▶ [ACTIVITY]:
Can you print the data exactly and leave out each image?

[Dataset entries]
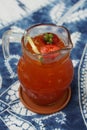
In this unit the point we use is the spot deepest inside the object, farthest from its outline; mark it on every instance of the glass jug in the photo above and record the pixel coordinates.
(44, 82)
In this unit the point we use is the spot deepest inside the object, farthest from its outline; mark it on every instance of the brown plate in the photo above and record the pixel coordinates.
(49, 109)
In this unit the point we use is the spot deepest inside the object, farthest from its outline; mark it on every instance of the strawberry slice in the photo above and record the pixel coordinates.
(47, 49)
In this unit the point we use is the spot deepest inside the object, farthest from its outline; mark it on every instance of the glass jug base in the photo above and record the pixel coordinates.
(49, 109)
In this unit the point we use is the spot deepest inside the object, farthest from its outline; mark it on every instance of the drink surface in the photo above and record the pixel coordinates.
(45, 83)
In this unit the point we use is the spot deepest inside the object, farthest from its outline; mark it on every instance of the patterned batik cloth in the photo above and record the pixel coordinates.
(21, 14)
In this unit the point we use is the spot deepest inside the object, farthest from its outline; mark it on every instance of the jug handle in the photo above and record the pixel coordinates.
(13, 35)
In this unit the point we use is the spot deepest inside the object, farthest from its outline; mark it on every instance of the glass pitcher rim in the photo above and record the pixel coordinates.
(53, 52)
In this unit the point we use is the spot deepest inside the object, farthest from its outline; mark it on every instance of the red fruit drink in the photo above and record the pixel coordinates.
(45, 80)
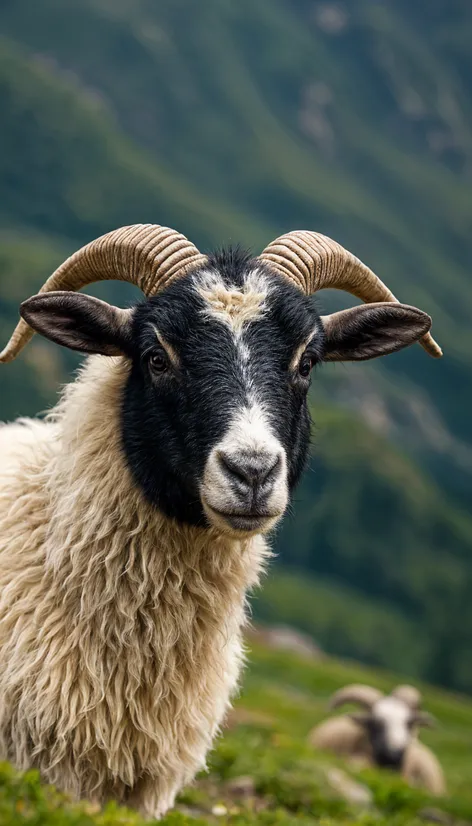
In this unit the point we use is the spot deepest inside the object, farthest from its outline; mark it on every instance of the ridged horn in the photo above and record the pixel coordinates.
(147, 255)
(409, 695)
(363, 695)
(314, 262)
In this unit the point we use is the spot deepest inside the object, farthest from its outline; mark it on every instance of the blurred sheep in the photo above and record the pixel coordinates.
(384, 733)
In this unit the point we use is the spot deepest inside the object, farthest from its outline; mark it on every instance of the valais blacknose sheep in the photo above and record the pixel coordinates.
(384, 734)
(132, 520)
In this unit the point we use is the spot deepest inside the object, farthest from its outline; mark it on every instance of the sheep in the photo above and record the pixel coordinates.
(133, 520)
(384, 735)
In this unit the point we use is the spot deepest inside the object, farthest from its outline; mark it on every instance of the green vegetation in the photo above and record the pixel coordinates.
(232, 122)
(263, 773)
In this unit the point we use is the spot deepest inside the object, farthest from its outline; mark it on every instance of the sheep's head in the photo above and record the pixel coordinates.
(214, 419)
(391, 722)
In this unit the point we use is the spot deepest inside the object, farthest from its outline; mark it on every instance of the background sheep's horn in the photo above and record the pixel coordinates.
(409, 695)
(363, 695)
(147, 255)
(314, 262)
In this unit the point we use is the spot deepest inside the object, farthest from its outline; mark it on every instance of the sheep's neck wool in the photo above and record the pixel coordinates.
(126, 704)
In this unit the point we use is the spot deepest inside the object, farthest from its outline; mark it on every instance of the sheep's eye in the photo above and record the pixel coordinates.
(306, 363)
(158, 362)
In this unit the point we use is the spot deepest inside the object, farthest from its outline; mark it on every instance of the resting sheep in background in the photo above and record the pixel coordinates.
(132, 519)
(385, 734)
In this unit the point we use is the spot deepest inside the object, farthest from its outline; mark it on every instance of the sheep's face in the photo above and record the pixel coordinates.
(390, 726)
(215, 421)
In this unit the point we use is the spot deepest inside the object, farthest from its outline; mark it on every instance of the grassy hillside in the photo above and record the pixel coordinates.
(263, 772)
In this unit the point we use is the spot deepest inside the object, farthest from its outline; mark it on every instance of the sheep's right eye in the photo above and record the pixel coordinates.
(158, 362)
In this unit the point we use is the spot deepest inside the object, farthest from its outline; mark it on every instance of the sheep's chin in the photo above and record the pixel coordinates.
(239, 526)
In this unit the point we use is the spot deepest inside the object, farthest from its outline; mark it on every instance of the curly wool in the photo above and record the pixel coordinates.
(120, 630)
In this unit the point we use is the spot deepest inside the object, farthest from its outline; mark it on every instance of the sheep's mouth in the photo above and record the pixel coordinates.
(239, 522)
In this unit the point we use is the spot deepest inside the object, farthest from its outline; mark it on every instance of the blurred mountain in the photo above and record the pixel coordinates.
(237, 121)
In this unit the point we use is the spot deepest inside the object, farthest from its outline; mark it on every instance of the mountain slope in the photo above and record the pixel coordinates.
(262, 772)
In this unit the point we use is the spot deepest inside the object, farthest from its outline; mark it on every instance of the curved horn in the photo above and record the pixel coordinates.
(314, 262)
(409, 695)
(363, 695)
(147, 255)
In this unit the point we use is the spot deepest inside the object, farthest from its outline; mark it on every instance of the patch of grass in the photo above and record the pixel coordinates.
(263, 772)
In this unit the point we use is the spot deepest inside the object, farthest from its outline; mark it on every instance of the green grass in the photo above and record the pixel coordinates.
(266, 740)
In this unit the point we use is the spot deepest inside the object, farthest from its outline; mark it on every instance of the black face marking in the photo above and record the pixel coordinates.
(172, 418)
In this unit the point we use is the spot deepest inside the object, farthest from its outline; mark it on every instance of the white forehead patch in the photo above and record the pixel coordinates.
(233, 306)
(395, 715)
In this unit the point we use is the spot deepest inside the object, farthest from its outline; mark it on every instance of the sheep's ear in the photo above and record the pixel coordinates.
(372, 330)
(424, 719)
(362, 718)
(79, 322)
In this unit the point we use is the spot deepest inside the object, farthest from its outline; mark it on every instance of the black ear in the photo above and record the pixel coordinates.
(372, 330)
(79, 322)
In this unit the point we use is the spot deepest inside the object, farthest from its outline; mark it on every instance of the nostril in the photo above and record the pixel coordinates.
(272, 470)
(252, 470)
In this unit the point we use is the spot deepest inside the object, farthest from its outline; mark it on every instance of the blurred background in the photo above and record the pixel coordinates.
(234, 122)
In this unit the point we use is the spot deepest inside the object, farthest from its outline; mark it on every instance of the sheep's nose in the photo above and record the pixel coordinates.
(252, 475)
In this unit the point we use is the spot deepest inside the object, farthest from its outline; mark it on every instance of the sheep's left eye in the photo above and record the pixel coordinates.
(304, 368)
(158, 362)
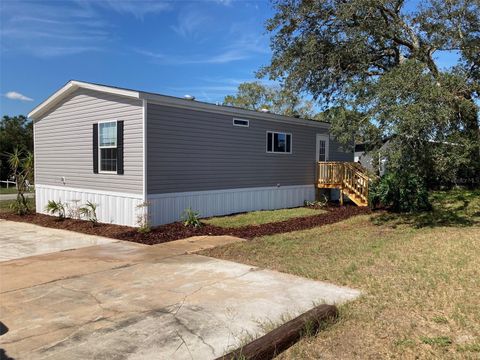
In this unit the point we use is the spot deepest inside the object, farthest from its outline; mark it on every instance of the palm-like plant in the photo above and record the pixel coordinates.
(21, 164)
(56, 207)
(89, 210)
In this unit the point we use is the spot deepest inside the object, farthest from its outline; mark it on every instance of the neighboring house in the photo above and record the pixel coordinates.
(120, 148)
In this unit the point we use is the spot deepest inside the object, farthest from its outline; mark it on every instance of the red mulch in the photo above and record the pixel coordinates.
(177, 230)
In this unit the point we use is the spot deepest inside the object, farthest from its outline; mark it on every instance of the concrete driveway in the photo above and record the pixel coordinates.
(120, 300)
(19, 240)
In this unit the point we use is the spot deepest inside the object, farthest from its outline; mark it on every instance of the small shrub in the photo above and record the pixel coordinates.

▶ [FINISHED EXERCISE]:
In this unit the point we use is the spot deepest inside the object, farthest from its outline; mark it on every instance of the glass jug in the photo above and record the pixel coordinates.
(44, 82)
In this unit the point we use is the spot deepest inside the object, farthest from its outline; mark it on every instance of the brown plate in the photo above and record the pixel coordinates.
(49, 109)
In this unit the point we use is the spot deepest inside the object, farthest from its outline; mark it on every instance of the strawberry slice in the photo above and record the pixel coordinates.
(47, 49)
In this unit the point we use is the spot deepest inside the object, farthest from its outline; mark it on every instance of the glass jug base in the photo above and record the pixel coordinates.
(49, 109)
In this unit the point we use is the spot deepest inside the object, farthest from its outline; mark it on every instance of the drink surface in the photo above and record the pixel coordinates.
(45, 83)
In this unit the point we use is the spot deepest inside the object, farthest from its outline; mark it on every instance of the patterned batik cloth in the photo above and record the pixel coordinates.
(21, 14)
In this unit the point we use is the spot deepest inside the object, farthest from its outline; mark it on every instance of the jug handle in the photo above and record the pixel coordinates.
(13, 35)
In this unit the point we use is the spot deepest inside the object, farthest from its outline; mark it on every instance of the glass pitcher rim in the photo above and record the pixel coordinates.
(53, 52)
In this unit the point we use is the spot deepest inside the object, farthest from its outline; mark it on every instance of the red fruit drink in the photo above and record the pixel coordinates.
(45, 80)
In this unit the point we use is the spot deepest inside the object, farthest from its outline; mark it on every instance of the ridged horn in the photo above and record the pixel coordinates.
(147, 255)
(409, 695)
(363, 695)
(314, 262)
In this unit the point we use is the spot deepest inside the object, farthest from its outline; mark it on every instance of the blurred sheep in the photo above and record the pixel coordinates.
(384, 733)
In this unit the point we use is the spot deepest inside the object, farthest from its outline; mark it on every instance of the valais blacknose sheep in the photo above and record the pixel coordinates.
(384, 734)
(132, 520)
In this unit the point we use is the spot deepest inside the object, farthest from its outline; mark it on every instance of the sheep in the photo above and record the pixel coordinates.
(133, 520)
(384, 735)
In this unit the point we use is the spot deepest inside the object, farthest from its outline; mark it on every instance of the green vegetation in the photo above and record the pixel coordinates.
(232, 122)
(263, 773)
In this unit the point we use is the spot deepest inside the object, farthest from its outline; mark it on every instance of the sheep's head in the photo above and record the pixel coordinates.
(214, 419)
(391, 722)
In this unit the point we use is the spot deepest inside the object, farthest from its outline; mark it on every instance of the background sheep's horn in the photo above and record the pixel coordinates.
(409, 695)
(363, 695)
(147, 255)
(314, 262)
In this unit the point we use is the spot deepest inside the object, farthest from its outline; mark it on every instance of the sheep's neck wool in the photo above and record the pixel coordinates.
(126, 704)
In this unit the point we use is the spot deepest inside the object, farthest from its outline; mark it on every instance of the sheep's eye in the photo above and record the pixel coordinates.
(306, 363)
(158, 362)
In this unit the point we use is the spot deepest inside the object, farthest from its outline; mark it on every instance of the resting sheep in background in the photo above and record the pixel coordinates.
(132, 519)
(385, 734)
In this unit the point we use is the spot deepest inside the object, farthest from its outline; mark it on every instance of the sheep's face in the photo above and record the pixel coordinates.
(390, 726)
(215, 421)
In this unit the point we use is the spot deepest inside the object, farthest from its outline; mark it on every instance of the grassy hillside in the photo above and record the pixel coordinates.
(263, 772)
In this unit the point we use is the spot deepest inside the object, farthest from its outline; mark it on every instance of the sheep's right eye in the photo above and record the pixel coordinates.
(158, 362)
In this unit the point we use is the spot deepest inside the object, farthest from its outline; mark it on every instance of the sheep's chin in the photo above and record the pixel coordinates.
(239, 526)
In this unit the point we use is the spot deepest inside the object, farthest from its outline; mark it on every instance of the curly wool in the photo above and record the pixel coordinates.
(120, 630)
In this unit the point we use is the spot deepest inside the object, farthest from its outline; mark it on every instance of the sheep's mouth in the photo above and record the pixel coordinates.
(239, 522)
In this unit the point we use is the spot deepest inside the object, farthest from its outline; mark it on every instance of the blurred mountain in the photo above and record the pixel coordinates.
(237, 121)
In this unit the point we use is the spot deepest inside the object, farthest from its outline; mark it on every instance of the mountain slope in the photo above and record the pixel coordinates.
(262, 772)
In this unit the point we use is the spot deepest inside the object, farthest from its outline; mark it on every instance of the curved horn in the photo above and record the pixel coordinates.
(314, 262)
(409, 695)
(363, 695)
(147, 255)
In this unit the point we use is the spot deepest inside the object, farthest from its outline; mark it on every instance of the patch of grass in the photo above and record the pixel coordinates.
(263, 772)
In this unit the point we use is the spot deepest inside the object, farthest from its outline; mark it on every instance of the green grass in the photo above and record the pixel coordinates.
(266, 740)
In this unit the point we use is the spot deepest inside the object, farthest from its outline; mark it on every instance of the black face marking in the photo above and record the pixel coordinates.
(172, 418)
In this unit the point we use is the spot deepest inside the object, farthest from its outline; mark it on every instance of the white forehead patch in the photo above and record the pixel coordinates.
(233, 306)
(395, 715)
In this unit the point we use is the spot deepest inside the object, farthest from its outline; mark it on every instance of the sheep's ear in the photo above and record the pixel coordinates.
(372, 330)
(424, 719)
(362, 718)
(79, 322)
In this unit the point we use is the spot deepest inside the object, farthest from its outline; mark it on every instance of the black ear in the photo above and record the pixel coordinates.
(372, 330)
(79, 322)
In this unit the point we use is the spot deepest inside the object, farthest from its outline; mark it on every instance of the nostril in the photo above and record the pixel coordinates.
(272, 470)
(252, 470)
In this unit the point we use is the spot deepest inside the object, farthest from its outline; mark it on every instance of the blurred background in the photo above and record the pixel coordinates.
(234, 122)
In this unit the point we use is the spot deepest inside the object, farthest from its outline; mark it on every instance of the sheep's nose in the photo above and record the pixel coordinates.
(252, 475)
In this unit the point we use is the spot deepest inside the object, farthest from its outline; mark it on every instance of the sheep's left eye in the photo above and record the pixel coordinates.
(304, 368)
(158, 362)
In this unit the point we use is the spot deepest inside the object, farthest from its outline; mark it on every instance of the palm-like plant in the photo above and record the pixel coordinates.
(21, 164)
(56, 207)
(89, 210)
In this unit the point we use is the spot deepest inside the object, farthest from its outline; mark it on every instance of the neighboring house in the photo above and record the pixel coordinates.
(120, 148)
In this unit the point we use is the spot deepest inside the object, farthest from its outline; mark it on every instance of the red mulch in the photo above and record the pixel coordinates.
(177, 230)
In this unit the point we use is the spot deepest inside the object, farthest from its outline; mark it on every instance of the concrete driveway in the photo above and record the pixel coordinates.
(120, 300)
(19, 240)
In this unit the point we use is the spot deepest inside the object, farthest from its outline; mark it on every instance of the small shrub in the photo above and record the pixel coordinates.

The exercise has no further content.